GIVEN PROBLEM: Select every line in the entries below that contains the word "driver", and copy each such line in full.

──────── RECORD LIST

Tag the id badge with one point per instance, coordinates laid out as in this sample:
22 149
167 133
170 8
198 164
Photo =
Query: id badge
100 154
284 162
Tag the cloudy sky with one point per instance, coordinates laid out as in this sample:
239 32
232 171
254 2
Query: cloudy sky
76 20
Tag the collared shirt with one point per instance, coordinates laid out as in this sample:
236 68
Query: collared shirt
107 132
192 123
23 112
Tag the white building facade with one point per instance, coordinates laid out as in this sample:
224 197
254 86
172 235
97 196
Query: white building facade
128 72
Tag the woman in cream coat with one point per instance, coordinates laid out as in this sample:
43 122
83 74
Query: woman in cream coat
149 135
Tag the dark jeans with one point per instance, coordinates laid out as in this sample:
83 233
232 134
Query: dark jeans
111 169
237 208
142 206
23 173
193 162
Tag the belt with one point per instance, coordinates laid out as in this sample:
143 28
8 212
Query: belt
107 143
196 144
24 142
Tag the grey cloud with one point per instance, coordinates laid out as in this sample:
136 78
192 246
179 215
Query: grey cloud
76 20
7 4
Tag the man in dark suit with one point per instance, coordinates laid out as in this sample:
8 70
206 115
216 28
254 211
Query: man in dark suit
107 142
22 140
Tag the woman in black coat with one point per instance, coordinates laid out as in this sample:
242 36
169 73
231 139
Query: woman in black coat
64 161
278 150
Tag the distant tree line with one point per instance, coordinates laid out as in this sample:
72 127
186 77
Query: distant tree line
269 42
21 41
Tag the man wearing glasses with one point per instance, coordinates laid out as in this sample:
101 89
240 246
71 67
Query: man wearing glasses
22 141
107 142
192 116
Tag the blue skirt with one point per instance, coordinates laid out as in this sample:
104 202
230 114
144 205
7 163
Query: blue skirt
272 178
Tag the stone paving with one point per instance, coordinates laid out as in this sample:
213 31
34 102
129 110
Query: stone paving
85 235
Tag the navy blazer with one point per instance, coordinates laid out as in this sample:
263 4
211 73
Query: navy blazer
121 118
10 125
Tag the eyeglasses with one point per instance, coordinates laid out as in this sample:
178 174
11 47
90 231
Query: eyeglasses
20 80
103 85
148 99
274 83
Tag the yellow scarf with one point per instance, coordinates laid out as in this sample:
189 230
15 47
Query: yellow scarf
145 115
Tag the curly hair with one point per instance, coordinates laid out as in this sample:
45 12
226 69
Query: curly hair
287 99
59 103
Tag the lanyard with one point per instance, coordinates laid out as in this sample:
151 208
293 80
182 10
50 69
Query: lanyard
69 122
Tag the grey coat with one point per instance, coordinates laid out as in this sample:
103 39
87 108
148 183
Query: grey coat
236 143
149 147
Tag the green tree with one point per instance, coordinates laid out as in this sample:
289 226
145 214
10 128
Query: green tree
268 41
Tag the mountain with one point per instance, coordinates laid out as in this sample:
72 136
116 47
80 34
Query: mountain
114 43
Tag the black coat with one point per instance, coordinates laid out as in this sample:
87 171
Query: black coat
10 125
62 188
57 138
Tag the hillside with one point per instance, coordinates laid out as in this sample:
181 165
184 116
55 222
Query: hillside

────────────────
──────── RECORD LIST

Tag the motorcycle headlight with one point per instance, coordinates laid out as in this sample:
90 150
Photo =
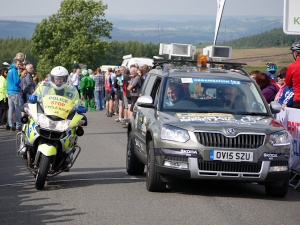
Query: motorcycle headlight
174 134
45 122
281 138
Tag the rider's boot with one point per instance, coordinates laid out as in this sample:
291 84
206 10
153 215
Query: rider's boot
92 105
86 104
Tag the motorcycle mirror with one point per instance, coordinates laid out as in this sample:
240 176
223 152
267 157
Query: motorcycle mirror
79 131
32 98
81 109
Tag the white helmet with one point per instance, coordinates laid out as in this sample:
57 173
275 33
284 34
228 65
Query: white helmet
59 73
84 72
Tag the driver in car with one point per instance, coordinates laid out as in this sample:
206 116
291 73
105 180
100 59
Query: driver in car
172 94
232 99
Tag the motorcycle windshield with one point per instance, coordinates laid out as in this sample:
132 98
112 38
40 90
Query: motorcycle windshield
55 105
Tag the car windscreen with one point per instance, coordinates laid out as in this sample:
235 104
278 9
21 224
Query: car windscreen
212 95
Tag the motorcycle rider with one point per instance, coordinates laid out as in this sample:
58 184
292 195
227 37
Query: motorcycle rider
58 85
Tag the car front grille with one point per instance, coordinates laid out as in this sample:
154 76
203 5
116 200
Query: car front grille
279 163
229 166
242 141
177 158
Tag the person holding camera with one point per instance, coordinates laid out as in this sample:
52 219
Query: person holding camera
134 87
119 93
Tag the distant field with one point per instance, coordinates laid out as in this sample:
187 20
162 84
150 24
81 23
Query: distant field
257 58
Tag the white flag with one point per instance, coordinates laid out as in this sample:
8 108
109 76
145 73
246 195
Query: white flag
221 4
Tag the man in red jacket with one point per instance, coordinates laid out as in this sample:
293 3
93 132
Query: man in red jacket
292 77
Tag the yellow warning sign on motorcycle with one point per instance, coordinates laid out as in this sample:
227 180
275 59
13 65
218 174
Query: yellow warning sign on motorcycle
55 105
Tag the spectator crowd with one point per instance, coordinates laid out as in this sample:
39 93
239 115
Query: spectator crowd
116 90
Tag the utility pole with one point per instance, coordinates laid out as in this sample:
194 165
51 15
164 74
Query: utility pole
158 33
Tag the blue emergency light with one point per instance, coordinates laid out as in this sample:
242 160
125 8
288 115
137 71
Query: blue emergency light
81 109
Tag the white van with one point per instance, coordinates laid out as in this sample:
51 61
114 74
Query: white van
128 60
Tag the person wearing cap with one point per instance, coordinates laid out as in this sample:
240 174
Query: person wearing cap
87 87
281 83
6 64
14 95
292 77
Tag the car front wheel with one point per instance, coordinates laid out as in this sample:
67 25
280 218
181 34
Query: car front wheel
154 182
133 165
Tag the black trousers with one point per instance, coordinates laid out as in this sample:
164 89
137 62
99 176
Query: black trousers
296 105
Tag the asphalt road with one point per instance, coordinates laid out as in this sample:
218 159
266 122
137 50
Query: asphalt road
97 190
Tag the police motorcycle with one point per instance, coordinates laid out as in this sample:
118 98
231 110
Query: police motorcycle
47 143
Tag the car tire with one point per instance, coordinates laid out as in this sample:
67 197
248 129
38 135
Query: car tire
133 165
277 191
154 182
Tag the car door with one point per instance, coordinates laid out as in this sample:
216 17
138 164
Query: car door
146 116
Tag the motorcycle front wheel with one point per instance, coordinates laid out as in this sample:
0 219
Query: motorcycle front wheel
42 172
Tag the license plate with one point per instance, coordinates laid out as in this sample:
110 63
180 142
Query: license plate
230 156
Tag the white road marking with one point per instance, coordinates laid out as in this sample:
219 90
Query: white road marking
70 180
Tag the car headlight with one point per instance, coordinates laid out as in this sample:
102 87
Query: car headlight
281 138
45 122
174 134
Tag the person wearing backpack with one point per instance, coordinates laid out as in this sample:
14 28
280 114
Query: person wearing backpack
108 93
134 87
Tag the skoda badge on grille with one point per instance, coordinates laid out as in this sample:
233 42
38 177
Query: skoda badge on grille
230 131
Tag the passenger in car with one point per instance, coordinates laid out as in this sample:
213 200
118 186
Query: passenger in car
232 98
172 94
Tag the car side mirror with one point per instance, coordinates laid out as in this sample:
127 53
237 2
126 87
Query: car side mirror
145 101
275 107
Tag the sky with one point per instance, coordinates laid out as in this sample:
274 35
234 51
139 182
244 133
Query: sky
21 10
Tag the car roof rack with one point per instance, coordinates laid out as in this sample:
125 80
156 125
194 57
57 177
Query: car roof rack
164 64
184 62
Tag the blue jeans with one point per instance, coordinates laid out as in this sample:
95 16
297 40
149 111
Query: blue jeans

────────────────

WRITTEN SOLUTION:
Tag the driver in car with one point per instance, coordinates laid out as in this sample:
Query: driver in car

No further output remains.